### Text section

□ □ □ □ □ □ □

[Written for the Brixton Bugle]
Themes are like Marmite – usually you love or you hate them. But I fail to see how anyone could not love the medicinal-theming of cafe-cum-bar-cum-restaurant First Aid Box, up in Herne Hill.
According to its owners the idea was born out of plans to have their next venture inside Pop Brixton, hence the box reference. Their Pop-plans didn’t materialise, but since they already had a brand they were proud of and growing support, they kept it.
The concept carries through into the food, which is made with health and nutrition in mind. In a town being taken over by burgers, this fresh and health-conscious food provides a welcome detox. Of course, I’ll take that detox with a side of boozy cocktail.
Behind the small shop front on Dulwich Road, opposite Brockwell Park, is a space filled with medical paraphernalia such as conical vases, pipettes and the odd IV drip on wheels. Thankfully it’s much more cosy apothecary than stark pharmacy and the dim lighting on an evening, with the large windows at the front, make for an alluring den vibe.
The owners, Chris Edwards and Dave Tregenza, also own a drinks consultancy and so you can imagine that their cocktails are better than most. You’ll find similar creativity in their sister bar/restaurant the Shrub and Shutter on Coldharbour Lane.
The cocktail menu makes for great reading and I do fancy heading back to try the mo-pea-to (if you didn’t get it, that’s a mojito made with pea-infused vodka). Tonight, I opted for a long version of their Conscious Pilot – a take on the classic Aviation – and my accomplice picked a cherry version of a Paloma. Both were totally refreshing and we could have drunk them into the wee hours.

□ □ □ □ □ □ □

Point localization data:
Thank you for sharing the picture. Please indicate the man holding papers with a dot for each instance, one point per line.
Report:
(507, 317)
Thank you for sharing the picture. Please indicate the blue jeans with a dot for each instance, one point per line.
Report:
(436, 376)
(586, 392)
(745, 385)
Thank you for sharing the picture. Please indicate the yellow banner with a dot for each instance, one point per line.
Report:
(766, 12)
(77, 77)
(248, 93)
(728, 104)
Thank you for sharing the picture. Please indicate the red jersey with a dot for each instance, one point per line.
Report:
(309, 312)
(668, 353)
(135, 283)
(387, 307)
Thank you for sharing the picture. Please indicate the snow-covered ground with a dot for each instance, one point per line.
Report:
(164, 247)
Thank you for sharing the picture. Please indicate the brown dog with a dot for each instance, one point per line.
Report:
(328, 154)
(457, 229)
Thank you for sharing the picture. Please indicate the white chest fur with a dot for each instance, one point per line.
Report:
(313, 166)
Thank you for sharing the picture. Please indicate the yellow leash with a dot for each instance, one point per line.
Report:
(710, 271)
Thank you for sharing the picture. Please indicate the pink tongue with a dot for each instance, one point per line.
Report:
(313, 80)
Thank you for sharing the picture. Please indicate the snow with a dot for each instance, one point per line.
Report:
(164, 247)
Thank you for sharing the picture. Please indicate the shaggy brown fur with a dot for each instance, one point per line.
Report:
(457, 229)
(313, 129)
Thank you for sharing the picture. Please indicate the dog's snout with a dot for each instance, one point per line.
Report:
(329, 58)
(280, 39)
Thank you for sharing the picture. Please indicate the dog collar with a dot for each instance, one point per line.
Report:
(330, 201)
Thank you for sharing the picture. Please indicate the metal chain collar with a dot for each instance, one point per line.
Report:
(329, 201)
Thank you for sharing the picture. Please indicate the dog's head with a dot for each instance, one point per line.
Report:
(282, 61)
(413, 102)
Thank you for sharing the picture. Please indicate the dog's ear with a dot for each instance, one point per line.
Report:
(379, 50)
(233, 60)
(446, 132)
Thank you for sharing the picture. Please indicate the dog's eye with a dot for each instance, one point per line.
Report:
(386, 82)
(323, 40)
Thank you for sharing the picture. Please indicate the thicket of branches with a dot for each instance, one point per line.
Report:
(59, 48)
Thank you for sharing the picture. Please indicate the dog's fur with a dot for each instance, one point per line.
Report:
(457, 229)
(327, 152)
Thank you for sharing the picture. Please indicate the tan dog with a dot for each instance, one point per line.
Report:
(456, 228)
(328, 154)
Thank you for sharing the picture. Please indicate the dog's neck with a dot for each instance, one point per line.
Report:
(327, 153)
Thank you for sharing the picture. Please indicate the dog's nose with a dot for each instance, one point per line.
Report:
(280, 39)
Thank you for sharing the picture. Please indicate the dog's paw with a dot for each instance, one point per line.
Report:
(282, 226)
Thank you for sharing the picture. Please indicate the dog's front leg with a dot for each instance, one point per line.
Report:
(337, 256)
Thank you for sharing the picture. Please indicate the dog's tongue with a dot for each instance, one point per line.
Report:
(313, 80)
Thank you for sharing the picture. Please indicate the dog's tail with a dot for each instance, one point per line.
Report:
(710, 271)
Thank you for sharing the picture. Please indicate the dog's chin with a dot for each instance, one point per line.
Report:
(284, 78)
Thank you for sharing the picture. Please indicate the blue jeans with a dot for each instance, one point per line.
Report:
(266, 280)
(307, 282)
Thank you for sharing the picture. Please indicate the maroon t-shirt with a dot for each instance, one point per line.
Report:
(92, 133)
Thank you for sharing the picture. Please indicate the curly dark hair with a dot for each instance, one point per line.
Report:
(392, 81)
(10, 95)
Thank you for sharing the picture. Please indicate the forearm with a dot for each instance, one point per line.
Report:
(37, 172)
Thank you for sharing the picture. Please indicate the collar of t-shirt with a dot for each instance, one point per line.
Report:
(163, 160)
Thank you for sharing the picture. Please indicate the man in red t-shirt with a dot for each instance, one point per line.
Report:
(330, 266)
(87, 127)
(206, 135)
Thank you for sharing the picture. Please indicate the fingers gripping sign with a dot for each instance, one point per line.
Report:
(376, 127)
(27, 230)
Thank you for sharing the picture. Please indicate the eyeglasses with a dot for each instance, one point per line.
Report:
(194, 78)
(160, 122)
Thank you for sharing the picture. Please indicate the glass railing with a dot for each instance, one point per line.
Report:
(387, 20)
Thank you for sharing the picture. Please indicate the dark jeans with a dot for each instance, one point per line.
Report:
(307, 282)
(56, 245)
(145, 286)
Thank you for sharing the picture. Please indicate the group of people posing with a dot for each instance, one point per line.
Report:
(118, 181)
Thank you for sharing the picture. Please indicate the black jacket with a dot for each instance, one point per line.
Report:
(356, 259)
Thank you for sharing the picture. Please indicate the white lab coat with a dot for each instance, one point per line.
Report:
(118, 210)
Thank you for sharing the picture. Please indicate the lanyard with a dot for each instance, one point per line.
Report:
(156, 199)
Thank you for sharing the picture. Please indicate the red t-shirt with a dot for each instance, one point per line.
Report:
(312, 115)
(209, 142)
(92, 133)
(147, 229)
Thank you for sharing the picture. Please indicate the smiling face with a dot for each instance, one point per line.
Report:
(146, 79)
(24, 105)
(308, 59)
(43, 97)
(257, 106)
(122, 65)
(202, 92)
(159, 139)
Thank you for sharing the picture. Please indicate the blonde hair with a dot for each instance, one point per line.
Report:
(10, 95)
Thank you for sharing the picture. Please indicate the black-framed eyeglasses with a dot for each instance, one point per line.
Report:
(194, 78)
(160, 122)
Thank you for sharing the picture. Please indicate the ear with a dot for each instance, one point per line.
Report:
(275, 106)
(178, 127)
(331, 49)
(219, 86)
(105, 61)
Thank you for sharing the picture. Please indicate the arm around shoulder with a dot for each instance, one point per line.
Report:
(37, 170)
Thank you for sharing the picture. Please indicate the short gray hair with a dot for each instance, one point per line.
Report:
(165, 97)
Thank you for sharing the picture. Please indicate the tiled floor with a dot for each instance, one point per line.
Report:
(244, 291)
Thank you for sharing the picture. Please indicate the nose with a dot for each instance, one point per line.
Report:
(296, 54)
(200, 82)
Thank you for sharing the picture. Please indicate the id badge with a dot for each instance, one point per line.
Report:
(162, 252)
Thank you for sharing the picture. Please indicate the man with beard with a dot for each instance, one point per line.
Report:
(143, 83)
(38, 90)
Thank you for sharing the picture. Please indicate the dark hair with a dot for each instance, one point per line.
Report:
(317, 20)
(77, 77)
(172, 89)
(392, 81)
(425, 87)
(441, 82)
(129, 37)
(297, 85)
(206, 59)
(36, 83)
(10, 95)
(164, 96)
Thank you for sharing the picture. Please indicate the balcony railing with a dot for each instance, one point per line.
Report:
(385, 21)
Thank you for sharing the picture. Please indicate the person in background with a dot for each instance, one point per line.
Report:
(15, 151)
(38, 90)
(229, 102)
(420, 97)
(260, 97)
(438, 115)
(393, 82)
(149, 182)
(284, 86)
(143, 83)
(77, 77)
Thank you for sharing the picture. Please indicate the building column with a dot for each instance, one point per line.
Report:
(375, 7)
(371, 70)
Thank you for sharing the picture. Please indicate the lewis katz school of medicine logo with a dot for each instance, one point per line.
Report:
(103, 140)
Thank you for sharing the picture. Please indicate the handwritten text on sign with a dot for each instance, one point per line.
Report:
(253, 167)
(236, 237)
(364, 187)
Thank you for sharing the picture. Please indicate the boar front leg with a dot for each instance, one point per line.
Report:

□ □ □ □ □ □ □

### What this task involves
Set down the First Aid Box review word for word from "[Written for the" to "of boozy cocktail.".

### Your solution
[Written for the Brixton Bugle]
Themes are like Marmite – usually you love or you hate them. But I fail to see how anyone could not love the medicinal-theming of cafe-cum-bar-cum-restaurant First Aid Box, up in Herne Hill.
According to its owners the idea was born out of plans to have their next venture inside Pop Brixton, hence the box reference. Their Pop-plans didn’t materialise, but since they already had a brand they were proud of and growing support, they kept it.
The concept carries through into the food, which is made with health and nutrition in mind. In a town being taken over by burgers, this fresh and health-conscious food provides a welcome detox. Of course, I’ll take that detox with a side of boozy cocktail.